Exercise details » Repeat everything in the Scholar's Day article from "Ramapo hosted their" down to "language and more.", word for word.

Extract »
------

Students present at 12th annual Scholar’s Day

Ramapo hosted their 12th annual Scholar’s Day event on Monday, sponsored by the Office of the Provost. This year was the largest Scholar’s Day since the pandemic with 43 posters being presented. 

Scholar’s Day is an opportunity for the Ramapo community to celebrate students’ creative and scholarly achievements by showcasing some of the faculty-mentored student research activities from the fall and spring semesters.

The event opened with an hour-long poster presentation. Attendees were able to freely walk around Friends Hall and visit any posters of their choosing. The posters included students from all five schools, covering environmental issues to pop culture to psychology and language and more.

Taking the stage to start the presentations was communications professor Satarupa Dasgupta, who shared about Scholar’s Day’s importance to the Ramapo community before handing the microphone off to President Cindy Jebb.

------

Extracted records »
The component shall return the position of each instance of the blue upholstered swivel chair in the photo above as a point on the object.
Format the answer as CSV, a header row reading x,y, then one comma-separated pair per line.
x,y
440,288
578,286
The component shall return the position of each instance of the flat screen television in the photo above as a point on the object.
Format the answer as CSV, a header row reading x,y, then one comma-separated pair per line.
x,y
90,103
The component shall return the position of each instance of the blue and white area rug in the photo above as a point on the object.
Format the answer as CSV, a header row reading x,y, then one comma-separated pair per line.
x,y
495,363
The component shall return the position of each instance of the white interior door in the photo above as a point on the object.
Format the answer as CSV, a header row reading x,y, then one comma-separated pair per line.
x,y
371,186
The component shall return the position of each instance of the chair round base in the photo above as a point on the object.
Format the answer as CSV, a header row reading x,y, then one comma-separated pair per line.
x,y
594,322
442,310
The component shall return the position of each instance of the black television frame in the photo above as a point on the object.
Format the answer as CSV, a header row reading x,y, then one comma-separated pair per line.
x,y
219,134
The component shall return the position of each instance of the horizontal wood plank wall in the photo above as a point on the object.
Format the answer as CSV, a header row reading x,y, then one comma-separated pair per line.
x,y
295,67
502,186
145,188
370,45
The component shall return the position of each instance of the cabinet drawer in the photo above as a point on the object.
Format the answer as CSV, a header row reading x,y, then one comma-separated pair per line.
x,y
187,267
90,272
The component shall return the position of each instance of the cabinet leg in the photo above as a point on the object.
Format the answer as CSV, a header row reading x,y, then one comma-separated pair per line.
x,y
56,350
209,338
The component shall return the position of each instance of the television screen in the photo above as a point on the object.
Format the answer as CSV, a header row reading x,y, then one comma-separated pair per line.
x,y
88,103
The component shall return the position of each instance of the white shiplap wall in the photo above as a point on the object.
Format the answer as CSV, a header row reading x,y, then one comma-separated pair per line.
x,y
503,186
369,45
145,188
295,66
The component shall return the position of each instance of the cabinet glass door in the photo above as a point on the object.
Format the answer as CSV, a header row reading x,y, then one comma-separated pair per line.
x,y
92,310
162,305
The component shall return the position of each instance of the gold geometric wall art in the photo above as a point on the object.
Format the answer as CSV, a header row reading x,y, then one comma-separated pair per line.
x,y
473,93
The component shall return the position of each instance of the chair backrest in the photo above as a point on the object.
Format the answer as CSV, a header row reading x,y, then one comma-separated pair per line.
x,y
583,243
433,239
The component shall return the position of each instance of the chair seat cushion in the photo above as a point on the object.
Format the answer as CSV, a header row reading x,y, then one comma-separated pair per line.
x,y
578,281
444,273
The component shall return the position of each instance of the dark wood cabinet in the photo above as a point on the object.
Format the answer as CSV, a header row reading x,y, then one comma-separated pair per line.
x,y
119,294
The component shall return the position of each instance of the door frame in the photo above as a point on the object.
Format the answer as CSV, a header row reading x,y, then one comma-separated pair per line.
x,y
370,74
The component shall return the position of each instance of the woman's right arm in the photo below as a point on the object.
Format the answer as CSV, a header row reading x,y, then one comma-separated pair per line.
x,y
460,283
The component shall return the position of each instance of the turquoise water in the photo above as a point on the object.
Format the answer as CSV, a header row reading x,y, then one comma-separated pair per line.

------

Answer to this exercise »
Ramapo hosted their 12th annual Scholar’s Day event on Monday, sponsored by the Office of the Provost. This year was the largest Scholar’s Day since the pandemic with 43 posters being presented. 

Scholar’s Day is an opportunity for the Ramapo community to celebrate students’ creative and scholarly achievements by showcasing some of the faculty-mentored student research activities from the fall and spring semesters.

The event opened with an hour-long poster presentation. Attendees were able to freely walk around Friends Hall and visit any posters of their choosing. The posters included students from all five schools, covering environmental issues to pop culture to psychology and language and more.